■ Work item ■
The response must restate all of the data word for word.

==== Data excerpts

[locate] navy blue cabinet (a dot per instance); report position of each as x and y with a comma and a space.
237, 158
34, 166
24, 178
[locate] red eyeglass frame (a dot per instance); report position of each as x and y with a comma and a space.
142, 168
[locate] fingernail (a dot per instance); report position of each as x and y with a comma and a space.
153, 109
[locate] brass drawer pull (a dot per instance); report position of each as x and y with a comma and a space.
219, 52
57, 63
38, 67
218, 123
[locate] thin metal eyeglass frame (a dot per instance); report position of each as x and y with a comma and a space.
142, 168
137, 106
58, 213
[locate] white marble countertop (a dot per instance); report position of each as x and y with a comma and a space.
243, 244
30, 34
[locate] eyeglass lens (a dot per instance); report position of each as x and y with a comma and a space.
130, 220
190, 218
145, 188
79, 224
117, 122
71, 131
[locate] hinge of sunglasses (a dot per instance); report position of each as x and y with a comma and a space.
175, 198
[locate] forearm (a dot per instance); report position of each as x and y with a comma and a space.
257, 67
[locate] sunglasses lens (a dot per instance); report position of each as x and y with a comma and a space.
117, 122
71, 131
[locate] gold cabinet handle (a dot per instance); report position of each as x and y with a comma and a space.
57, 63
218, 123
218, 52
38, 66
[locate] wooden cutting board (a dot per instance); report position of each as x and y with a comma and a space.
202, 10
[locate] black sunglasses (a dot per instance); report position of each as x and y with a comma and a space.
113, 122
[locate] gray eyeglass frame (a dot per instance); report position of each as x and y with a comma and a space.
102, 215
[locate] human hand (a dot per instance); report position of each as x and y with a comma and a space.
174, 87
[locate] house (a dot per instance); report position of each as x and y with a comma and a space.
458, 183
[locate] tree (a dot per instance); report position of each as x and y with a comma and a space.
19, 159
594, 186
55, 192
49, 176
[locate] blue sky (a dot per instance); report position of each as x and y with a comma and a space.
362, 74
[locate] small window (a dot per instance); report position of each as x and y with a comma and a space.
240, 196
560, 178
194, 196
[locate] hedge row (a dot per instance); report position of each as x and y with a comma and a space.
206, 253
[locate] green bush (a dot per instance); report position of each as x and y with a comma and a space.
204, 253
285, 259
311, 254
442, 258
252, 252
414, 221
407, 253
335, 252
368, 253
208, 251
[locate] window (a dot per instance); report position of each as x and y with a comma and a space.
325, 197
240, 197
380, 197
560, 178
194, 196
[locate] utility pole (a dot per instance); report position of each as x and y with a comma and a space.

========

■ Output below ■
[locate] navy blue cabinet (a dot per instance); report position of each as x and y with a comma and a space.
237, 158
34, 166
24, 178
[locate] red eyeglass frame (a dot per instance); report position of each as x and y with a comma and a space.
142, 168
[locate] fingernail (a dot per instance); report position of each as x and y with a comma and a space.
153, 109
[locate] brass drawer pull (a dot per instance); report position of each as x and y with a comma and a space.
219, 52
57, 63
38, 67
218, 123
[locate] thin metal eyeglass frame (a dot per instance); report position of each as x and y with a comma and a space.
142, 168
137, 106
58, 213
[locate] white marble countertop (a dot per instance); report position of each as x and y with a comma and a space.
243, 244
30, 34
[locate] eyeglass lens (a dot per instance); report position of each as x and y with a comma and a space.
130, 220
190, 218
145, 188
79, 224
117, 122
71, 131
[locate] hinge of sunglasses (a dot per instance); report position of each as x and y with a comma and a space.
175, 198
[locate] forearm (a dot per instance); report position of each as x and y with a comma and a space.
257, 67
[locate] sunglasses lens (a dot per instance); report position of each as x and y with a comma and a space.
117, 122
71, 131
[locate] gold cabinet handle (a dot per instance); report position of each as x and y with a comma and a space.
57, 63
218, 123
218, 52
38, 66
[locate] wooden cutting board (a dot per instance); report position of each as x and y with a comma and a space.
202, 10
[locate] black sunglasses (a dot per instance); report position of each as x and y with a comma and a space.
113, 122
[locate] gray eyeglass frame (a dot per instance); report position of each as x and y with a comma and a space.
102, 215
[locate] human hand (a dot per instance); report position of each as x and y with a comma and a space.
174, 87
[locate] house (a dot per instance); report position of each as x and y with a comma and a space.
458, 183
[locate] tree (a dot per instance); report position of each as x and y with a comma and a space.
19, 159
594, 186
55, 192
49, 176
[locate] blue sky (a dot per instance); report position of each as x and y with a comma and a space.
362, 74
[locate] small window (a dot per instance); report position of each as x and y with a comma and a space.
240, 196
560, 178
194, 196
[locate] hedge row (a dot per instance); report position of each as x and y with a comma and a space.
206, 253
[locate] green bush (a dot per instance); report position of each as x and y with a comma and a space.
204, 253
285, 259
311, 254
442, 258
252, 252
414, 221
407, 253
335, 252
368, 253
208, 251
[locate] window (a dot per instance); report position of each as x and y with a comma and a space.
325, 197
240, 197
380, 197
560, 178
194, 196
[locate] utility pole (a dot per instance); report position of each as x and y with a comma and a space.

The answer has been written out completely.